In the rows from the start through the line containing "0, 251, 1000, 626", change each "in the scene" to "in the image" and leave everything else the same. Return only those lines.
======== Stored rows ========
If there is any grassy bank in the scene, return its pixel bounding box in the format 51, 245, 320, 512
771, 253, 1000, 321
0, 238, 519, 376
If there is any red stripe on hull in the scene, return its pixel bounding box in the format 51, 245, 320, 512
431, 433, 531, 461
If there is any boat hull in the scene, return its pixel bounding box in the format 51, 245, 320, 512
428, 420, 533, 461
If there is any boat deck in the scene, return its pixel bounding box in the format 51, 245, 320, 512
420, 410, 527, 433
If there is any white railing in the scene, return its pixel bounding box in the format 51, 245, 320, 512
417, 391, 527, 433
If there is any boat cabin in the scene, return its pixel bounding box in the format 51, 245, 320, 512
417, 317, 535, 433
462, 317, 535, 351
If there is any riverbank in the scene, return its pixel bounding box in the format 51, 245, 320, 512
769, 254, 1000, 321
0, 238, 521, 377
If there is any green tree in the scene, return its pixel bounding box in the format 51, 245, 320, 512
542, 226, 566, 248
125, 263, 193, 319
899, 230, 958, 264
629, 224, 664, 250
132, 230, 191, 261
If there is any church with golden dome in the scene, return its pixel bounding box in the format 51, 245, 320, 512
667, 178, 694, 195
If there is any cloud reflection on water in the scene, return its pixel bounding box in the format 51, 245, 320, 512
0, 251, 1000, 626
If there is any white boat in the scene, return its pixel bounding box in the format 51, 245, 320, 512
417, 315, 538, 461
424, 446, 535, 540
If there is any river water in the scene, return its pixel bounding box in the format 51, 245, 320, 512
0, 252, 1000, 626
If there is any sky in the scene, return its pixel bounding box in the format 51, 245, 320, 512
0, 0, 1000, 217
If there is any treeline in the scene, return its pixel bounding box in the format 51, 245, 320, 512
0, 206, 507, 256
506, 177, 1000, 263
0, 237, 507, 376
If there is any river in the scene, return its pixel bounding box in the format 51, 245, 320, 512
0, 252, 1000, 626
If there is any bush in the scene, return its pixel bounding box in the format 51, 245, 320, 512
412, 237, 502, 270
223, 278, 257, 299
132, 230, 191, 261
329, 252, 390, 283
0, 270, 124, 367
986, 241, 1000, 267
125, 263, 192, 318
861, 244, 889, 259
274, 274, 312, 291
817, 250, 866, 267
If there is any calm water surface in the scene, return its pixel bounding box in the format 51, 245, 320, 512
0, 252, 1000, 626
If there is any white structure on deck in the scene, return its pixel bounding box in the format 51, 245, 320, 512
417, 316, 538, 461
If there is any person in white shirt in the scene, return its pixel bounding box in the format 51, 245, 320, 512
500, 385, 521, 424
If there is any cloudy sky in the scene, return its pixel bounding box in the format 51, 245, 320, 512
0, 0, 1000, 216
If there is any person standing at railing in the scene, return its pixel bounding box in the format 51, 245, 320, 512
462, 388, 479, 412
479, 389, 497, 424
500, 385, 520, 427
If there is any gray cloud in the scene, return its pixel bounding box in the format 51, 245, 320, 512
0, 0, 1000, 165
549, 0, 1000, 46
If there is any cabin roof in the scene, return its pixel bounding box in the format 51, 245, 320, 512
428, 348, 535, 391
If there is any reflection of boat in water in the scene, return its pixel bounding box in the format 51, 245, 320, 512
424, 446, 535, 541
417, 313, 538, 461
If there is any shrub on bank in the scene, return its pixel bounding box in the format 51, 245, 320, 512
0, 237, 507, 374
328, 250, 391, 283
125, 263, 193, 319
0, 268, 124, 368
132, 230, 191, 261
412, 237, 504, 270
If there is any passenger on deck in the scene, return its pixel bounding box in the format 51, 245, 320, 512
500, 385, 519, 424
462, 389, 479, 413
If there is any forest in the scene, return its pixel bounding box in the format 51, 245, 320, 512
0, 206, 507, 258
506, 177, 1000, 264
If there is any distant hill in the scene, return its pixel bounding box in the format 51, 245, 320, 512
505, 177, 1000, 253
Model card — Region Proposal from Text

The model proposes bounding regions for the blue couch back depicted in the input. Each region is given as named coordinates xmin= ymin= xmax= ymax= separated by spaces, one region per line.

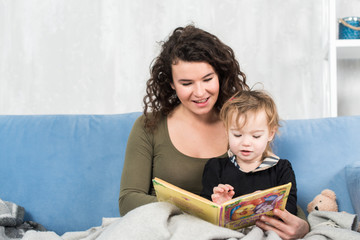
xmin=0 ymin=113 xmax=140 ymax=234
xmin=0 ymin=113 xmax=360 ymax=235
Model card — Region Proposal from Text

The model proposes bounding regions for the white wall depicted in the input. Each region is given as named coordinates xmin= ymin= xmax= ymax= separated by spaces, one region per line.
xmin=336 ymin=0 xmax=360 ymax=115
xmin=0 ymin=0 xmax=329 ymax=119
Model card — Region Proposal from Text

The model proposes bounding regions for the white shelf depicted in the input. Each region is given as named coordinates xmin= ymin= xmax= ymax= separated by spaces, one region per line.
xmin=335 ymin=39 xmax=360 ymax=59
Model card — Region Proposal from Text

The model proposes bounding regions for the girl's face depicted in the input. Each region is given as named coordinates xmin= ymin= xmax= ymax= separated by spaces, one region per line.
xmin=171 ymin=60 xmax=219 ymax=115
xmin=228 ymin=110 xmax=275 ymax=163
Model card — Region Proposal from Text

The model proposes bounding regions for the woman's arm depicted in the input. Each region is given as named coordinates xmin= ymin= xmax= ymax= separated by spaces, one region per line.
xmin=119 ymin=117 xmax=156 ymax=216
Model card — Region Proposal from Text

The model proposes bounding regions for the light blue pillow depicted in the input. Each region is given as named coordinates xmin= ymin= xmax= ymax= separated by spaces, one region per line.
xmin=345 ymin=161 xmax=360 ymax=216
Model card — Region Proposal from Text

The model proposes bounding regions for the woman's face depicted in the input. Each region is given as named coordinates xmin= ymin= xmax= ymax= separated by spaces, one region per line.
========
## Answer to the task
If there is any grassy bank in the image, return its pixel bounding box in the format 51, 245, 320, 512
771, 253, 1000, 321
0, 238, 519, 376
If there is any red stripe on hull in the image, return its pixel bounding box in the format 51, 245, 320, 512
431, 433, 531, 461
If there is any boat hull in the image, return its pixel bounding box in the format 51, 245, 320, 512
428, 420, 533, 461
If there is any boat deck in the image, return its pixel bounding box in the format 51, 245, 320, 512
420, 410, 527, 433
If there is any white railing in the image, return its pixel bounding box in the format 51, 245, 320, 512
417, 391, 527, 433
If there is any boat cabin in the image, return its pixel bounding box in the format 51, 245, 320, 512
417, 317, 535, 433
462, 317, 535, 351
If there is any riverbank in the image, return its pixel bounding box in the format 51, 245, 320, 512
769, 254, 1000, 321
0, 238, 521, 377
If there is any green tree in the image, return its pixel bounding box in the format 51, 245, 320, 512
542, 226, 566, 248
125, 263, 193, 319
899, 230, 958, 264
629, 224, 664, 250
132, 230, 191, 261
If there is any church with golden dome in the image, return its pixel bounding box in the format 51, 245, 320, 512
667, 178, 694, 195
If there is any cloud reflection on water in the image, return its pixel bounding box in the format 51, 245, 320, 512
0, 251, 1000, 626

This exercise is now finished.